→ **BRANO DI PARTENZA**
┄┄┄┄┄┄┄┄┄┄┄┄┄┄┄┄┄┄┄┄

Nonostante ormai le presenze del lupo sono accertate su tutto l'arco dell'Appennino e la situazione sia tracimata anche in Francia, c'è un anello mancante rappresentato dalle Alpi e dall'Appennino ligure, dove le segnalazioni restano nulle o sporadiche.
Questa situazione, secondo Franco Zunino dell'Aiw, è la chiave di lettura per capire l'attuale distribuzione del lupo nelle Alpi, dovuta in gran parte non ad un ritorno naturale ma, dice Zunino, alle liberazioni avvenute in Francia dagli anni '90 che hanno creato una popolazione di svariate centinaia di lupi a cavallo tra Francia e Piemonte, e a confronto, di zero o quasi zero lupi lungo tutto l'arco ligure. Le due popolazioni dunque non sarebbero collegate: “il Lupo appenninico, autoctono, ancora relegato a tutto l'Appennino centrale e meridionale, il nuovo (perché non è noto di quanti fenotipi siano stati gli esemplari liberati, ma prima o poi sarà proprio il DNA sempre più preciso a dircelo) Lupo delle Alpi sempre più florido ed in espansione”.
“Quel focolaio francese – spiega ancora il segretario generale dell'Associazione Italiana per la Wilderness - è talmente cresciuto a dismisura che le stesse autorità sono state costrette, a furor di popolo, ad autorizzare l'abbattimento del Lupo fino al 19 settembre. Una prima azione, che sicuramente sarà poi seguita da altre su esempio di Norvegia e Svizzera. E l'Italia sarà costretta a seguire a ruota se non si vorrà che il governo aggiunga una nuova accise sui carburanti per poter sopperire i milioni di eruo necessari ad indennizzare i danni dei lupi”.

┄┄┄┄┄┄┄┄┄┄┄┄┄┄┄┄┄┄┄┄

→ **COMPITI DA SVOLGERE**
[a] Copia dal brano sul lupo il passo che comincia con le parole "Nonostante ormai le" e si chiude dopo "nulle o sporadiche.".
[b] Rispondi per favore a queste domande sul brano sul lupo:
(i) In quali zone le segnalazioni del lupo restano nulle o sporadiche?
(ii) Quale carica ricopre Franco Zunino nell'Associazione Italiana per la Wilderness?
(iii) Fino a quale data le autorità francesi hanno autorizzato l'abbattimento del lupo?

┄┄┄┄┄┄┄┄┄┄┄┄┄┄┄┄┄┄┄┄

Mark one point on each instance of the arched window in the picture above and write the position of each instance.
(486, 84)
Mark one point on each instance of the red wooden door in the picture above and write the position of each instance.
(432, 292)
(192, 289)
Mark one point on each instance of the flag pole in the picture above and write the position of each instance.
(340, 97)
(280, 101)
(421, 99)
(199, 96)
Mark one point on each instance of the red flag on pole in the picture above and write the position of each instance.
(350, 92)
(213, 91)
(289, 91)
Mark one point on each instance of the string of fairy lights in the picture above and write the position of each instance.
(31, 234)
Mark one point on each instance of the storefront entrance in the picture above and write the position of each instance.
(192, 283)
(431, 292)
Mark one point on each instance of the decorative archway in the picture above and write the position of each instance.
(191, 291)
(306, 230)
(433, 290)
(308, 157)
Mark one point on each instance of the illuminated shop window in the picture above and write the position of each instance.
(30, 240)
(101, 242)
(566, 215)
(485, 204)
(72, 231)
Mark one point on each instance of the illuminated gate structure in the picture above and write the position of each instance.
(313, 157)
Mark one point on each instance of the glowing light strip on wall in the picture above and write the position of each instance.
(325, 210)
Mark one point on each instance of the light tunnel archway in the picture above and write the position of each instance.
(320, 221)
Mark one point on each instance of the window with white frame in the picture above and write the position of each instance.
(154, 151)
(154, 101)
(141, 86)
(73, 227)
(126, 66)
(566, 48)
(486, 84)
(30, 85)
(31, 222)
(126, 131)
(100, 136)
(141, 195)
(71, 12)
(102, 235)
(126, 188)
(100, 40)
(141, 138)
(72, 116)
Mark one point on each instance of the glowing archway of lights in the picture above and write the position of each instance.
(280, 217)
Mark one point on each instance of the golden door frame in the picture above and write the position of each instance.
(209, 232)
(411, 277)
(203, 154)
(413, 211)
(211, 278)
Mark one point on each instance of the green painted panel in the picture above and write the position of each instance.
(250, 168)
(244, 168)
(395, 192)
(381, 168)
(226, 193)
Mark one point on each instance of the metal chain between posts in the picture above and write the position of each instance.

┄┄┄┄┄┄┄┄┄┄┄┄┄┄┄┄┄┄┄┄

→ **RISPOSTE AI COMPITI**
[a]
Nonostante ormai le presenze del lupo sono accertate su tutto l'arco dell'Appennino e la situazione sia tracimata anche in Francia, c'è un anello mancante rappresentato dalle Alpi e dall'Appennino ligure, dove le segnalazioni restano nulle o sporadiche.

[b]
(i) Nelle Alpi e nell'Appennino ligure.
(ii) È il segretario generale.
(iii) Fino al 19 settembre.